=== Begin Enclosure ===
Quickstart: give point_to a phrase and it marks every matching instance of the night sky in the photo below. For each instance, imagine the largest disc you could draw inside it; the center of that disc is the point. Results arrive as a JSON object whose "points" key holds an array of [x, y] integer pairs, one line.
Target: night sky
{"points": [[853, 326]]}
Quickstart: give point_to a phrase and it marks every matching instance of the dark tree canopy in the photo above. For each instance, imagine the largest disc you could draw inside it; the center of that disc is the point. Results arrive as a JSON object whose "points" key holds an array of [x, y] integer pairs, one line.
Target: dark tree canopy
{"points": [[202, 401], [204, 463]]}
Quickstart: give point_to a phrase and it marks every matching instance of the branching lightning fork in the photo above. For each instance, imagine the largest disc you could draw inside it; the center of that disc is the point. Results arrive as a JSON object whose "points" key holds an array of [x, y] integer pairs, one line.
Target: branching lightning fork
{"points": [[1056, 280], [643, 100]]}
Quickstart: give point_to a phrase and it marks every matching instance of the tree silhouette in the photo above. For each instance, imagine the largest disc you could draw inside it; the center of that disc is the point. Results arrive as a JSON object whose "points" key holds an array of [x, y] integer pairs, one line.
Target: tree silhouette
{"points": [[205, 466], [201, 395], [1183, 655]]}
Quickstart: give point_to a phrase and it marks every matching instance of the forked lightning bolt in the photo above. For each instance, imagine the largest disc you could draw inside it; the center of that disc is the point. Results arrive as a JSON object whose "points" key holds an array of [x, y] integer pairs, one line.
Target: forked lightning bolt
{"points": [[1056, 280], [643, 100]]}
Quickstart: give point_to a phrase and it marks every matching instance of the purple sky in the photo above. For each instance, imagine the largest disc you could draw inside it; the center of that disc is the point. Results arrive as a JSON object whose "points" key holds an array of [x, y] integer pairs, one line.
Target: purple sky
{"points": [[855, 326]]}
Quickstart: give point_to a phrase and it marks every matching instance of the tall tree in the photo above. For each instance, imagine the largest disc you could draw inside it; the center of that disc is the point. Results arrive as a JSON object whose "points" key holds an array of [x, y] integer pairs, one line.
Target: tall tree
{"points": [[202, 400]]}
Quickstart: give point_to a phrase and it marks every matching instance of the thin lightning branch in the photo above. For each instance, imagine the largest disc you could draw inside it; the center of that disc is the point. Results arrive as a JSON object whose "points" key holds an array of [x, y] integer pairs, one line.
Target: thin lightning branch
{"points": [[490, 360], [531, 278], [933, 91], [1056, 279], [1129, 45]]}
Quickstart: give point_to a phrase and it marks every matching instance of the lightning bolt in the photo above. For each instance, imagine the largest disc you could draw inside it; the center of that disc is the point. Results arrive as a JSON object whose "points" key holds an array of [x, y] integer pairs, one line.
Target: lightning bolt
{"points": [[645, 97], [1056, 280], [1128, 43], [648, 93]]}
=== End Enclosure ===
ACTIVITY: Restate word for word each line of the data from the one with "of the thin" to the last, keeping both ends.

ANSWER TO THIS TASK:
Quickstart: give point_to a phrase and it marks every matching instance of the thin lightning branch in the photo above. For each instance, imagine the largest disc you could draw inside it; the center of that disc is the point. Results arrive as a JSON object whose "points" key holds an array of [x, y] integer pairs, one line.
Target: thin lightning branch
{"points": [[490, 360], [531, 278], [933, 91], [1056, 279], [1129, 45]]}
Quickstart: give point_to a phrase and it marks every matching instance of the lightning bolt in the photo above. For each instance, imagine the largest disc you could draw inside it; the center of that disc is the point. Results arrive as a JSON object whose "points" key holds an array of [x, y] integer pairs, one line.
Target: lightning bolt
{"points": [[645, 97], [1056, 280], [1128, 43], [648, 93]]}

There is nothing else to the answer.